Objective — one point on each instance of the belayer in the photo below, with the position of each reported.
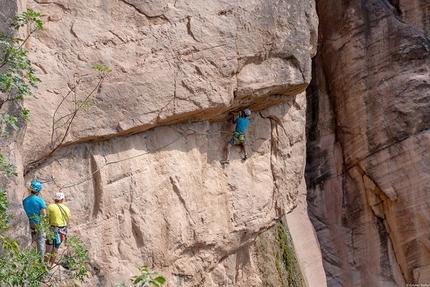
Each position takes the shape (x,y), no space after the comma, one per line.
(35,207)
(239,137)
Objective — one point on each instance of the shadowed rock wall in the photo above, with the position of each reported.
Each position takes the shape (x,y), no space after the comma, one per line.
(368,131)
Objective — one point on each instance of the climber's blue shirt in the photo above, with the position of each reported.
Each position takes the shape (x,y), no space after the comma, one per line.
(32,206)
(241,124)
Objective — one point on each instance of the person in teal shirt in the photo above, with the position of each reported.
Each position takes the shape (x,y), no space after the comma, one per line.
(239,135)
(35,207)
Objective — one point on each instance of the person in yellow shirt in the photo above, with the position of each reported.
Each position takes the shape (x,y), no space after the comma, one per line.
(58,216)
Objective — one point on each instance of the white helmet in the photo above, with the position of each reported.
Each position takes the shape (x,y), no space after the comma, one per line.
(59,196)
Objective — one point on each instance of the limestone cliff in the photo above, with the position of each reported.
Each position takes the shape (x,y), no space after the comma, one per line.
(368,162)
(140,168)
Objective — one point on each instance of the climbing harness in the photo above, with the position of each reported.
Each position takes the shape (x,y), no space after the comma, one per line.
★ ★ ★ ★
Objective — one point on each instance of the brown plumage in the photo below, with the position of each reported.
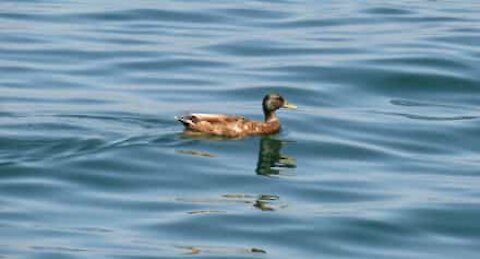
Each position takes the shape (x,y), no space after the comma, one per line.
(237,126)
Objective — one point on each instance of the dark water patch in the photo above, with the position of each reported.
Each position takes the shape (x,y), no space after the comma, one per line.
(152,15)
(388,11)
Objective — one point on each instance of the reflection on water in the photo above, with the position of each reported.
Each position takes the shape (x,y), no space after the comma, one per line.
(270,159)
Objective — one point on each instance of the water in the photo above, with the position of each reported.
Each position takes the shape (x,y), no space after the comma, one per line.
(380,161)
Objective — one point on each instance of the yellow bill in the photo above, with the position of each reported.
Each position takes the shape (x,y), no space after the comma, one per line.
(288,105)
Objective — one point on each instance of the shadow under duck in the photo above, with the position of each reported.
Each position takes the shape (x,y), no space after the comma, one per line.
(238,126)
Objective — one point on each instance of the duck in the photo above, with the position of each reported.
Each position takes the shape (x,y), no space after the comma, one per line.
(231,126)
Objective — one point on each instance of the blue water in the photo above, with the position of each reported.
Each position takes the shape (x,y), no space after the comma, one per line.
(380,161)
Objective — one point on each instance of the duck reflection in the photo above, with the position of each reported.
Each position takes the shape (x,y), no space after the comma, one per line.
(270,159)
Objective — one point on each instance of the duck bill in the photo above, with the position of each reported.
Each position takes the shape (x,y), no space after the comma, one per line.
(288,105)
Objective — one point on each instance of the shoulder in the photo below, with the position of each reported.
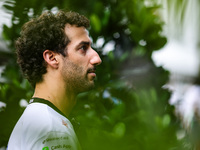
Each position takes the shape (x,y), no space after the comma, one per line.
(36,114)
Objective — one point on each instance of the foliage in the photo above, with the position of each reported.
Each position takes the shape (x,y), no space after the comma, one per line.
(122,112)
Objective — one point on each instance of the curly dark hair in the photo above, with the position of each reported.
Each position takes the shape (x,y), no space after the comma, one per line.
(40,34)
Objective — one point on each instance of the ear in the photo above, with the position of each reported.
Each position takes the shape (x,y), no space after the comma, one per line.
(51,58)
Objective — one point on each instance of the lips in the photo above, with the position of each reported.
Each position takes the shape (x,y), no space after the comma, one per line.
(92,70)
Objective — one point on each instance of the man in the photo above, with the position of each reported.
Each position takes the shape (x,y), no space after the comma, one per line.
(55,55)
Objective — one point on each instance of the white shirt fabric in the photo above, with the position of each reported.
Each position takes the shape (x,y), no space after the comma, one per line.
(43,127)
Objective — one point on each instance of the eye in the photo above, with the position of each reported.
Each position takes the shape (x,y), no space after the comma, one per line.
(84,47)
★ ★ ★ ★
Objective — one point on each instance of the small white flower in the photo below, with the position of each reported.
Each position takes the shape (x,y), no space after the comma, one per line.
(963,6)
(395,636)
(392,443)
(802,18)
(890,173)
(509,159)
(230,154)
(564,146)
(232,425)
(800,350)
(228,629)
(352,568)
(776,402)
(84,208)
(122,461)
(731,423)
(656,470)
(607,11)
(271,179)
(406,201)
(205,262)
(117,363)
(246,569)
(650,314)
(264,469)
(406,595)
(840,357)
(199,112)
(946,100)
★ ★ ★ ★
■ The task: A single number is required: the count of lines in the entries that include the word "water".

■ Solution to this problem: 4